┌─ 행 목록

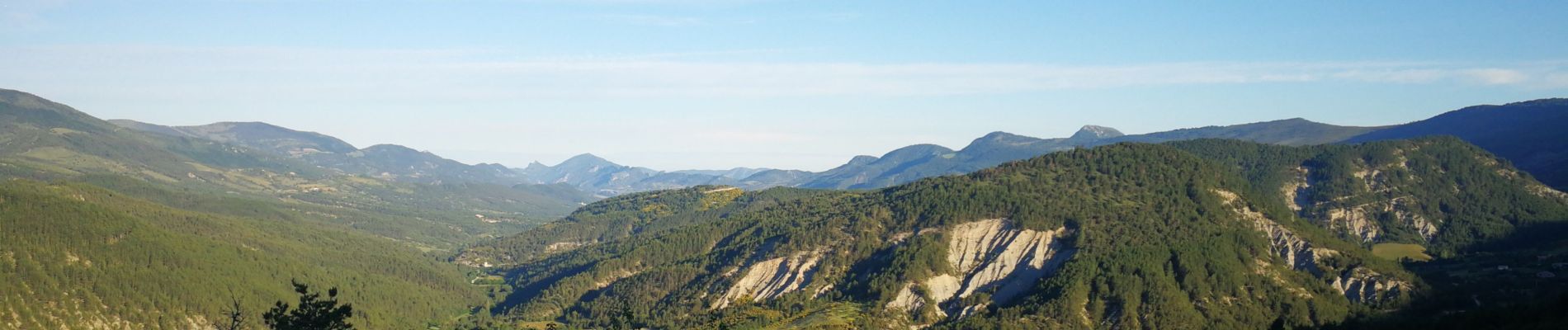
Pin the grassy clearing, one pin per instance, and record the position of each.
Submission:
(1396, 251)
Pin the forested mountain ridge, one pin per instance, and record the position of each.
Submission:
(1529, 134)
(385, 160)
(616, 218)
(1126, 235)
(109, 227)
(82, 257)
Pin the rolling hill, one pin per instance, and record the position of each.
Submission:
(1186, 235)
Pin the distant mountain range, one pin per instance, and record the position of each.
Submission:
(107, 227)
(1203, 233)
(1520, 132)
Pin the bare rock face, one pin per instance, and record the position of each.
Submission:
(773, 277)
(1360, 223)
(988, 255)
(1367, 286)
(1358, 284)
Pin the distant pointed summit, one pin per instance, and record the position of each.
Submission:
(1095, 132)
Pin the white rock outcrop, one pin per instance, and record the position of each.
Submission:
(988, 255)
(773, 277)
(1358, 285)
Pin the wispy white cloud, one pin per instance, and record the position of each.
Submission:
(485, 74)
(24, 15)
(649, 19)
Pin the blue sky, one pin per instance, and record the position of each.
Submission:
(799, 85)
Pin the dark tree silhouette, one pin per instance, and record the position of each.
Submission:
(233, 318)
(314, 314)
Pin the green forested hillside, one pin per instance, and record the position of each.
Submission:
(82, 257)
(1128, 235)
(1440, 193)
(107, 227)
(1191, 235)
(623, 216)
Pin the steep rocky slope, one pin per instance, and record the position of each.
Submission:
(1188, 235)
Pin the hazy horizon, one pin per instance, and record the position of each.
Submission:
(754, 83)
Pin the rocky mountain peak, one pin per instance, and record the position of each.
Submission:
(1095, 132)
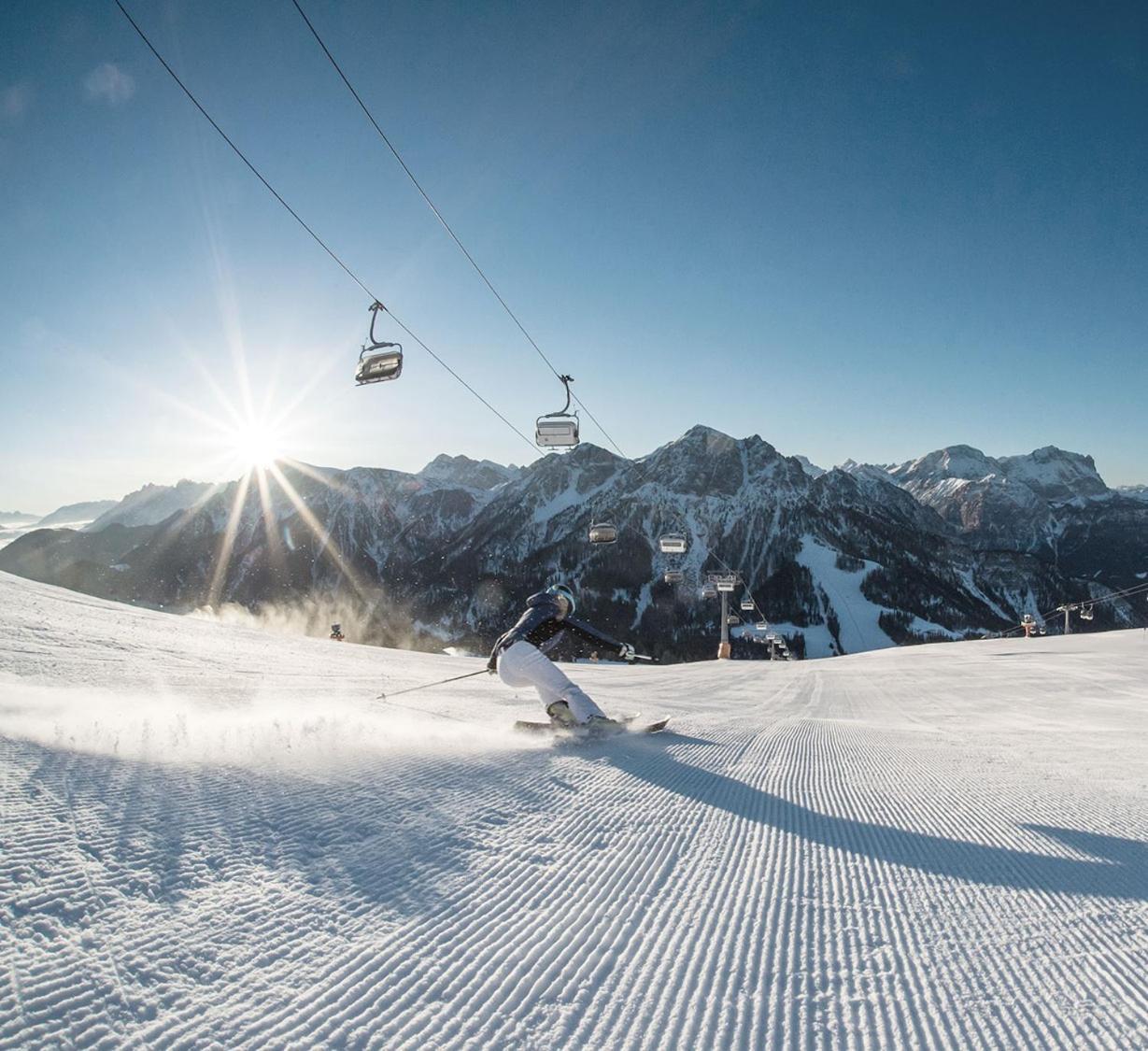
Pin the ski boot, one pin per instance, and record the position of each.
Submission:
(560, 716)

└─

과제 목표:
"Pin the green"이 들어 있는 행에서 시작해 목록 마지막 행에서 끝나는 부분만 모두 다시 쓰되, 답으로 적힌 좌표 값은 전부 1.15배로 크기를 조정하고 정수로 반올림하세요(0.5는 올림). 그림 자리 표시는 답에서 빼세요.

완료된 과제:
Pin the green forested hillside, one pin per instance, and record the position of each.
Submission:
(94, 296)
(1297, 270)
(1656, 222)
(123, 261)
(1370, 270)
(716, 248)
Pin the steep rocky slope, one pin per instance, and record the position of each.
Submission:
(1366, 270)
Pin the hazy horizon, one pin per instance, and record the position of each.
Submission:
(867, 95)
Pin the rocky mountain peak, one pin per instance, and record the position of each.
Submission:
(1259, 152)
Pin the ski boot, one pin per instance, and record the position of each.
Submission:
(644, 823)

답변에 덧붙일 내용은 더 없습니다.